## Enunciado escrito 1
Extrae cada línea de las entradas que contenga la palabra "white", distinguiendo entre mayúsculas y minúsculas.
-------------------------
Bajamos de las lomas y nos recibieron como héroes; en mi barrio de Holguín, me dieron una bandera del 26 de Julio y yo recorrí la cuadra con aquella enorme bandera en la mano. Me sentí un poco ridículo, pero había alegría, resonaban los himnos y todo el pueblo se había lanzado a la calle. Seguían llegando los rebeldes con crucifijos y cadenas hechos de semillas; eran los héroes. En realidad, algunos sólo llevaban cuatro o cinco meses alzados, pero en general las mujeres y también muchos hombres de la ciudad se volvían locos por aquellos peludos; todos querían llevarse algún barbudo a su casa. A mí aún no me había salido barba, porque sólo tenía quince años.
La Revolución

 

La Revolución castrista comenzó después de 1959.
Y, con ella, comenzaba el gran entusiasmo, el gran estruendo y un nuevo terror. Comenzaba una verdadera cacería contra los soldados de Batista, contra los supuestos delatores, contra los militares del régimen en desgracia y contra los «tigres» de Masferrer. Masferrer era un político cubano y a la vez un gánster; términos que no se excluyen. En los últimos años se había hecho de un ejército particular; casi todos sus soldados fueron ultimados en plena calle o en las casas o en la Loma de la Cruz, a donde subían desesperados tratando de abandonar el pueblo. Todo eso sucedía mientras Masferrer huía en una lancha hacia Estados Unidos. En los primeros días, muchas personas fueron asesinadas sin que se les celebrase juicio alguno. Después se crearon los llamados «tribunales revolucionarios» y se fusilaba a la gente rápidamente: bastaba con la delación de alguien ante algún juez improvisado por el nuevo régimen. Los juicios eran representaciones teatrales donde la gente se divertía viendo cómo condenaban al paredón a un pobre diablo, que tal vez sólo le había dado una bofetada a alguien que ahora aprovechaba para vengarse; morían inocentes y culpables. Ahora morían muchas más gentes que las que murieron en aquella guerra que nunca se celebró.
-------------------------
## Enunciado escrito 2
Responde estas preguntas sobre el texto:
(a) ¿Qué le dieron a quien narra en su barrio de Holguín?
(b) ¿Por qué a quien narra aún no le había salido barba?
(c) ¿Hacia dónde huía Masferrer en una lancha?

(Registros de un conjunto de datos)
-------------------------
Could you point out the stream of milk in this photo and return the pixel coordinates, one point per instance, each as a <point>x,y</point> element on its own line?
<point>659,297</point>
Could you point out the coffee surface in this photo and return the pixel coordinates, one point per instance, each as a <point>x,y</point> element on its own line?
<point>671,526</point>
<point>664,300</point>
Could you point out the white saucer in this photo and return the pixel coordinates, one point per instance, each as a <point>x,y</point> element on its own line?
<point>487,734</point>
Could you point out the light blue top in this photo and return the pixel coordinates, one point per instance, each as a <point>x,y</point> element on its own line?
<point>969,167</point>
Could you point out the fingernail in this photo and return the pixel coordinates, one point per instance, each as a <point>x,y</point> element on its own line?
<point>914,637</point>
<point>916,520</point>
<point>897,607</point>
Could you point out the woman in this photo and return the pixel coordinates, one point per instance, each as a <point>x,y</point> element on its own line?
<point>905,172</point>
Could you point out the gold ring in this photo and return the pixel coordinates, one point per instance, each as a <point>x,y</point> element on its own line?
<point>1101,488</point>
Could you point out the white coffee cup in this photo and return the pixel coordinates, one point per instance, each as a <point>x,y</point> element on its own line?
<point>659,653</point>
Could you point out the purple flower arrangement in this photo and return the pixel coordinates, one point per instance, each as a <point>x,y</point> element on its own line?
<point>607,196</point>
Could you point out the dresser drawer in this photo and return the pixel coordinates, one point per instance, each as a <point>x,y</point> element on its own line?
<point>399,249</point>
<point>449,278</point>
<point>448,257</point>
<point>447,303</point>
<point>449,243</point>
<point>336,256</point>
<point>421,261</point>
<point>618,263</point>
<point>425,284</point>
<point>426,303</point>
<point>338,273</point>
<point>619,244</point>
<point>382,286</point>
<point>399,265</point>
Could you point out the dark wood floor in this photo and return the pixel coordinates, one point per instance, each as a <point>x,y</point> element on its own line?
-------------------------
## Respuesta 1
Could you point out the white saucer in this photo and return the pixel coordinates, one point per instance, each as a <point>x,y</point> element on its own line?
Could you point out the white coffee cup in this photo and return the pixel coordinates, one point per instance, each as a <point>x,y</point> element on its own line?

## Respuesta 2
(a) Una bandera del 26 de Julio.
(b) Porque sólo tenía quince años.
(c) Hacia Estados Unidos.